The whole of the data is to be duplicated precisely.

(Record excerpts begins)

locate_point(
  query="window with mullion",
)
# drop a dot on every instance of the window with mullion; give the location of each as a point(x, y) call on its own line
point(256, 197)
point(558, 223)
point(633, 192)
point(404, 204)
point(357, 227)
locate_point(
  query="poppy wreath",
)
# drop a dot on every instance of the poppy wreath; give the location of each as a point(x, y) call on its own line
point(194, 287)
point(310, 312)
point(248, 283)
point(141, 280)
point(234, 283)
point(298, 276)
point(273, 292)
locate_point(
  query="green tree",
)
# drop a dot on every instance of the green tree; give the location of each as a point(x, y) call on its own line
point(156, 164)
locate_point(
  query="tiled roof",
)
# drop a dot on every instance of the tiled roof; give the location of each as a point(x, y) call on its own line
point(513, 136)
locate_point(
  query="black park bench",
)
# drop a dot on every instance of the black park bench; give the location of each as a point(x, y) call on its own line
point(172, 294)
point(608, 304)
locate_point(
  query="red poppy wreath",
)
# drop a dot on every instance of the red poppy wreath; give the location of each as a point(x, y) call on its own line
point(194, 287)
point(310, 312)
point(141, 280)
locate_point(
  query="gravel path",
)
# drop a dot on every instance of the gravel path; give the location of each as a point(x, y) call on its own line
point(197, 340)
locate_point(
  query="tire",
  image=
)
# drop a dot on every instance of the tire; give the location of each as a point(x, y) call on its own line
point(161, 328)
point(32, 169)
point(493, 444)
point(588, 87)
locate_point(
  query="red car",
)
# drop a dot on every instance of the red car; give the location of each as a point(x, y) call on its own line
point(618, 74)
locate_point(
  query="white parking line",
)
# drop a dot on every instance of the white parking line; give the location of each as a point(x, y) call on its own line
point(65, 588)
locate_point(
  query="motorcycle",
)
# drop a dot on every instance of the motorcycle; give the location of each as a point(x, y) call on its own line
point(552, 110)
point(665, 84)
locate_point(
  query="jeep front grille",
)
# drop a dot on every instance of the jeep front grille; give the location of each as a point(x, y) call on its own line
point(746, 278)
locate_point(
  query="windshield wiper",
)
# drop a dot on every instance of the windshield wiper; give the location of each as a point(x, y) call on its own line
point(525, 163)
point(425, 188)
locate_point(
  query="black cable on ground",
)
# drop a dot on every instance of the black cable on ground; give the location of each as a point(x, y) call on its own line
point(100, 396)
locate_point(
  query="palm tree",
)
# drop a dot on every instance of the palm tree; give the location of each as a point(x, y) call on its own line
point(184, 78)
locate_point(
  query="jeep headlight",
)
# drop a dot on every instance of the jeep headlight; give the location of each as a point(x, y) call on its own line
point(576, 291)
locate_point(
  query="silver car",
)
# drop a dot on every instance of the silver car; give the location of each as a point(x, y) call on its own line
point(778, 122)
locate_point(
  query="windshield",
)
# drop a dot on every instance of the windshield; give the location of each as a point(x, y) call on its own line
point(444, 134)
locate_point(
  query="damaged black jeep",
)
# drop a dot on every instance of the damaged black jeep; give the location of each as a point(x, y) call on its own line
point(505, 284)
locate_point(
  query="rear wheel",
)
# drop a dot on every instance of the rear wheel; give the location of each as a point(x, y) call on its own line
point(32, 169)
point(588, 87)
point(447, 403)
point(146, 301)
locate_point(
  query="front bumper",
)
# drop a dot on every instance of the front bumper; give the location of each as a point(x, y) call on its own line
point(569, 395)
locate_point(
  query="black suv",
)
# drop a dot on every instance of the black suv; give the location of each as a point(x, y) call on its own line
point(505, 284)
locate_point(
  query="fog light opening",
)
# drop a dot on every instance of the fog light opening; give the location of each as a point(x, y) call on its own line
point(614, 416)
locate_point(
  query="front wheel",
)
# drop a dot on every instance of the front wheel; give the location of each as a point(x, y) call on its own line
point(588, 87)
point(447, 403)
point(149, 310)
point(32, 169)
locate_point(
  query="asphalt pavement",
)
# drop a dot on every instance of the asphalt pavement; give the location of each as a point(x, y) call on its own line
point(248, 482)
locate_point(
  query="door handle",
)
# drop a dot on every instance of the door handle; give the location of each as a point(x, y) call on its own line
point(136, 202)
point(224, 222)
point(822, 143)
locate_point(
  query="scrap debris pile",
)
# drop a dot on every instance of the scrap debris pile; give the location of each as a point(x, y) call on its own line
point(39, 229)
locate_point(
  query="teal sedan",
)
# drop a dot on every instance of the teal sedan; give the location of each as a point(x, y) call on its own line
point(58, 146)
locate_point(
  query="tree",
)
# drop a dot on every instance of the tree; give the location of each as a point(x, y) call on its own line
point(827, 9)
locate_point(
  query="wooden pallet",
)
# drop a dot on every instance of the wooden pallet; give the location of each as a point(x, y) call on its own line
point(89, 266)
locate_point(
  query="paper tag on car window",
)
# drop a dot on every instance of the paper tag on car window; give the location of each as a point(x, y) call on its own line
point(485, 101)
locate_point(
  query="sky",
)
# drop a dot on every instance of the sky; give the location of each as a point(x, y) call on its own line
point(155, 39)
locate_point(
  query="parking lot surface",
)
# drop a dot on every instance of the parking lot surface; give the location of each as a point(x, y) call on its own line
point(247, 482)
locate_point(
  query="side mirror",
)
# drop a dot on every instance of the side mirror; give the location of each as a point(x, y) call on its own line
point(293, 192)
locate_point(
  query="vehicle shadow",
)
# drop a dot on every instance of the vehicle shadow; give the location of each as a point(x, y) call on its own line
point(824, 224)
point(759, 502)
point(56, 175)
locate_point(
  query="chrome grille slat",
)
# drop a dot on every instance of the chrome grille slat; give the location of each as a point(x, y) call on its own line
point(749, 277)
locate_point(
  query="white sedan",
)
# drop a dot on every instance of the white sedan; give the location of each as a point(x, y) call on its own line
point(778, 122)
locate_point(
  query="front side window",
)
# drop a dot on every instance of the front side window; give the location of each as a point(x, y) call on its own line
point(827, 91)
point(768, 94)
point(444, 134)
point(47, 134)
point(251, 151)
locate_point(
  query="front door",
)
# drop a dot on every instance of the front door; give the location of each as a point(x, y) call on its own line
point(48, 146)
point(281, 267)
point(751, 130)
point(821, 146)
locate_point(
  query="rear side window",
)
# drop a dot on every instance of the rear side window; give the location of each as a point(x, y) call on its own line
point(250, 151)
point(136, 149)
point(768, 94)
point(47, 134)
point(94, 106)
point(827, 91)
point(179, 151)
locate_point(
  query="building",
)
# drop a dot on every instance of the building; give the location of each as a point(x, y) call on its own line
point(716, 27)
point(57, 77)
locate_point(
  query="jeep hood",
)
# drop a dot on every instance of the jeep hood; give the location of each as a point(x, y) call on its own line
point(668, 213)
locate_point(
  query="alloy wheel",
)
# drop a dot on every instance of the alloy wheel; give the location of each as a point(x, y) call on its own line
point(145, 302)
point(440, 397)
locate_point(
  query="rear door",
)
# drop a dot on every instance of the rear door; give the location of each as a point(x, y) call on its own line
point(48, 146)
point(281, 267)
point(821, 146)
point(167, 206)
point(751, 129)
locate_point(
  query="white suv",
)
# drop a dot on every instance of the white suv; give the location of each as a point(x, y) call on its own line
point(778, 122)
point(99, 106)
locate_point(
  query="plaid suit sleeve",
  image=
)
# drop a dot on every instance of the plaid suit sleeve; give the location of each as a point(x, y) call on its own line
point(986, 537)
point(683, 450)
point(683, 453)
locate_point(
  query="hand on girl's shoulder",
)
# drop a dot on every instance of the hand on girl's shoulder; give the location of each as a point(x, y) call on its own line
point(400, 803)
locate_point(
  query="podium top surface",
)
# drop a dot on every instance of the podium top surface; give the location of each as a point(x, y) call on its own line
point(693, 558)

(Record excerpts ends)

(Solution)
locate_point(
  query="window with mullion",
)
# drop a dot on every instance of the window with mullion; give the location of each as a point(x, y) call on its own line
point(256, 197)
point(558, 223)
point(633, 192)
point(404, 204)
point(357, 227)
locate_point(
  query="poppy wreath",
)
# drop a dot on every instance of the poppy wreath; give the location of each as a point(x, y) call on its own line
point(194, 287)
point(310, 312)
point(248, 283)
point(141, 280)
point(234, 283)
point(298, 276)
point(273, 292)
locate_point(
  query="green tree",
)
# drop a dot on every instance of the green tree; give the location of each as a point(x, y) call on its own line
point(156, 164)
locate_point(
  query="tiled roof",
)
# drop a dot on every instance of the tiled roof; give the location of each as a point(x, y) call on its own line
point(513, 136)
locate_point(
  query="black park bench",
)
# drop a dot on every instance of the black park bench; give the location of each as a point(x, y) call on its own line
point(172, 294)
point(608, 304)
locate_point(
  query="red poppy wreath",
)
# drop a dot on every instance of the red poppy wreath; give the location of each as a point(x, y) call on its own line
point(194, 287)
point(310, 312)
point(141, 280)
locate_point(
  query="gravel path",
)
# drop a dot on every instance of the gravel path; give the location of each as a point(x, y) call on its own line
point(197, 340)
locate_point(
  query="tire",
  image=
)
# drop a dot on every instance of the tire; give the location of each as a point(x, y) call on its own line
point(161, 328)
point(32, 169)
point(493, 444)
point(588, 87)
locate_point(
  query="red car",
)
# drop a dot on every instance of the red car; give the location of each as a point(x, y) call on its own line
point(618, 74)
locate_point(
  query="white parking line",
)
# drop a dot on every instance of the white parking line; give the location of each as a point(x, y) call on its own line
point(65, 588)
locate_point(
  query="motorcycle",
)
# drop a dot on every instance of the motorcycle; give the location of each as a point(x, y) call on its own line
point(552, 110)
point(665, 84)
locate_point(
  query="jeep front grille",
)
# drop a dot on every instance of the jeep front grille; give the location of each as a point(x, y) call on its own line
point(746, 278)
locate_point(
  query="windshield wiper",
)
# drop a dot on every instance of the windshield wiper; give the location of each as a point(x, y) call on its own line
point(525, 163)
point(425, 188)
locate_point(
  query="black cable on ground",
)
# drop a dot on every instance of the black cable on ground; give the location of each as a point(x, y) call on its own line
point(100, 396)
locate_point(
  query="palm tree",
)
# drop a dot on every instance of the palm tree; give the location of each as a point(x, y) call on its own line
point(184, 78)
locate_point(
  query="jeep headlight",
)
# drop a dot on every instance of the jeep headlight; give the location of each as a point(x, y) call on its own line
point(576, 291)
locate_point(
  query="silver car",
)
# drop a dot on every instance of the silver car; give the location of each as a point(x, y) call on its own line
point(778, 122)
locate_point(
  query="windshield",
)
# drop a dot on every instance of the windshield; give the location of each as a point(x, y) call on its own line
point(444, 134)
locate_point(
  query="damaged black jeep",
)
# drop a dot on every instance of the damaged black jeep; give the location of each as a point(x, y) call on its own line
point(505, 284)
locate_point(
  query="rear wheel",
)
# drop a dot on every instance of the rear wheel; give the location of each as a point(x, y) call on its own line
point(32, 169)
point(588, 87)
point(447, 403)
point(146, 301)
locate_point(
  query="front bumper",
)
# drop a dot on every instance of the front bumper; give the location of each as a point(x, y) call on its own line
point(569, 395)
locate_point(
  query="black suv",
)
# drop a dot on every instance of the black suv; give the location of each as a point(x, y) call on its own line
point(505, 284)
locate_point(
  query="fog light opening",
)
# drop a dot on every instance of the fog light opening; give the location of each as a point(x, y) call on its own line
point(614, 416)
locate_point(
  query="front wheel",
)
# drop a dot on every instance of the front wheel; give the location of each as a point(x, y) call on its own line
point(588, 87)
point(447, 403)
point(149, 310)
point(32, 169)
locate_point(
  query="asphalt pavement",
)
# drop a dot on every instance of the asphalt pavement; give the location of each as a point(x, y) call on its own line
point(248, 482)
locate_point(
  query="door handle",
)
# drop a dot on every instance of the door handle; give the location of each as a point(x, y) call on its own line
point(136, 202)
point(224, 222)
point(822, 143)
locate_point(
  query="scrap debris pile",
)
# drop a dot on every instance of the scrap debris pile; give the location of each as a point(x, y) call on its own line
point(39, 229)
locate_point(
  query="teal sedan",
)
# drop a dot on every instance of the teal sedan; give the location of each as a point(x, y) call on its own line
point(58, 146)
locate_point(
  query="tree",
)
# drop a dot on every instance of the tree; give the location of each as a point(x, y) call on its own line
point(827, 9)
locate_point(
  query="wooden pallet",
)
# drop a dot on every instance of the wooden pallet; give the location of each as a point(x, y) call on its own line
point(89, 266)
locate_point(
  query="paper tag on car window",
)
# drop a dot on every instance of the paper tag on car window; give the location of each as a point(x, y) call on its own line
point(485, 101)
locate_point(
  query="sky",
)
# drop a dot on every instance of the sky; give the location of each as a point(x, y) call on its own line
point(155, 39)
locate_point(
  query="parking lot surface",
)
# drop a dot on every instance of the parking lot surface; give the location of each as a point(x, y) call on its own line
point(247, 482)
locate_point(
  query="side mirror",
)
# drop a dot on every instance of the side mirror; give the location of each as a point(x, y) call on its own line
point(293, 192)
locate_point(
  query="vehicle shadow",
)
# drop a dot on every instance of the vehicle shadow; give the location of each as a point(x, y) call on its own line
point(824, 224)
point(759, 502)
point(56, 175)
locate_point(
  query="chrome grille slat",
)
# drop a dot on every instance of the chrome grille slat; give the location of each as a point(x, y) call on its own line
point(749, 277)
locate_point(
  query="white sedan",
)
# drop a dot on every instance of the white sedan; give the location of each as a point(x, y) call on its own line
point(778, 122)
locate_point(
  query="front side window",
)
# drop a dot on every instance of the front side window; give the location of each as a point(x, y) call on its own line
point(827, 91)
point(768, 94)
point(444, 134)
point(47, 134)
point(251, 151)
locate_point(
  query="front door",
)
# drop a dot on every instance of the front door; give the location of each as a point(x, y) call on its own line
point(48, 146)
point(281, 267)
point(751, 130)
point(821, 146)
locate_point(
  query="rear side window",
)
# drop a dot on every instance of the rear side window; give the location of each as a point(x, y) call on its own line
point(250, 151)
point(136, 149)
point(768, 94)
point(47, 134)
point(94, 106)
point(827, 91)
point(179, 151)
locate_point(
  query="building",
)
# drop a dot on every instance of the building; give the location of each as a point(x, y) call on its own line
point(716, 27)
point(57, 77)
locate_point(
  query="jeep hood",
)
# drop a dot on every instance of the jeep hood; give the location of each as a point(x, y) call on its own line
point(668, 213)
locate_point(
  query="alloy wheel",
)
# drop a dot on every instance of the alloy wheel; give the location of each as a point(x, y) call on its own line
point(145, 302)
point(440, 397)
locate_point(
  query="rear door",
)
# drop a dot on every instance of the rear door; give the location of each as a point(x, y) call on its own line
point(48, 146)
point(281, 267)
point(821, 146)
point(167, 206)
point(751, 129)
locate_point(
  query="white suv",
)
# drop a dot on every instance of the white suv; give the location of each as a point(x, y) call on its own line
point(778, 122)
point(99, 106)
locate_point(
  query="plaid suit sleeve",
  image=
)
# drop a dot on every instance of the plaid suit sleeve; give the location of each as a point(x, y) call on its own line
point(986, 537)
point(683, 450)
point(683, 453)
locate_point(
  query="hand on girl's shoulder",
)
# drop a dot on every instance of the hand on girl's shoulder; give the location of each as a point(x, y) call on its own line
point(400, 803)
locate_point(
  query="podium top surface",
)
# drop a dot on every instance of the podium top surface; give the location of each as a point(x, y) call on its own line
point(693, 558)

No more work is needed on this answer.